Copy every record exactly. Nothing may be skipped.

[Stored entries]

━━━━━━

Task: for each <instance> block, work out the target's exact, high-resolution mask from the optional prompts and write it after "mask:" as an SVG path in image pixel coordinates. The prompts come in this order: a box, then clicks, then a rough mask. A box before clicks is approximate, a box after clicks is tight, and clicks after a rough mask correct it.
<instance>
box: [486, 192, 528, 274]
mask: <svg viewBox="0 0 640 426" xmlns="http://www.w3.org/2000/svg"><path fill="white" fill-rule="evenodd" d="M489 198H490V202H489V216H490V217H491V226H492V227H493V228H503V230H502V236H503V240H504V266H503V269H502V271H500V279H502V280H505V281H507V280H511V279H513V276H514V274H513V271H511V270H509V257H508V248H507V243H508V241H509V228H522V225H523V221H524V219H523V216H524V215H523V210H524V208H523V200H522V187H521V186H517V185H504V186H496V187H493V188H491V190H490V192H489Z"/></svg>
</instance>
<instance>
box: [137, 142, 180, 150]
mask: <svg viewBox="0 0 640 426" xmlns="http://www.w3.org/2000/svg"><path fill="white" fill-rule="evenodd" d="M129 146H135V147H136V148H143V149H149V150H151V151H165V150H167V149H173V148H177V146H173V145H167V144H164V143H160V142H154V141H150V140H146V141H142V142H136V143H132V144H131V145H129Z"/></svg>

━━━━━━

◆ Result for this task:
Task: for each <instance> block, work out the target's exact, high-resolution mask from the optional prompts and write it after "mask:" as an SVG path in image pixel coordinates. The prompts come in this order: a box, then clicks, then a rough mask. A box before clicks is approximate, a box after clicks is tight, and clicks after a rough mask correct it.
<instance>
box: [486, 192, 528, 274]
mask: <svg viewBox="0 0 640 426" xmlns="http://www.w3.org/2000/svg"><path fill="white" fill-rule="evenodd" d="M489 198H490V202H489V216H490V217H491V226H492V227H493V228H503V230H502V236H503V240H504V266H503V269H502V271H500V279H502V280H505V281H507V280H511V279H513V276H514V274H513V271H511V270H509V257H508V248H507V243H508V241H509V228H522V225H523V221H524V219H523V216H524V215H523V210H524V208H523V200H522V187H521V186H517V185H504V186H496V187H493V188H491V190H490V192H489Z"/></svg>
</instance>
<instance>
box: [137, 142, 180, 150]
mask: <svg viewBox="0 0 640 426" xmlns="http://www.w3.org/2000/svg"><path fill="white" fill-rule="evenodd" d="M129 146H135V147H136V148H143V149H149V150H151V151H165V150H167V149H173V148H177V146H173V145H167V144H164V143H160V142H154V141H150V140H146V141H142V142H136V143H132V144H131V145H129Z"/></svg>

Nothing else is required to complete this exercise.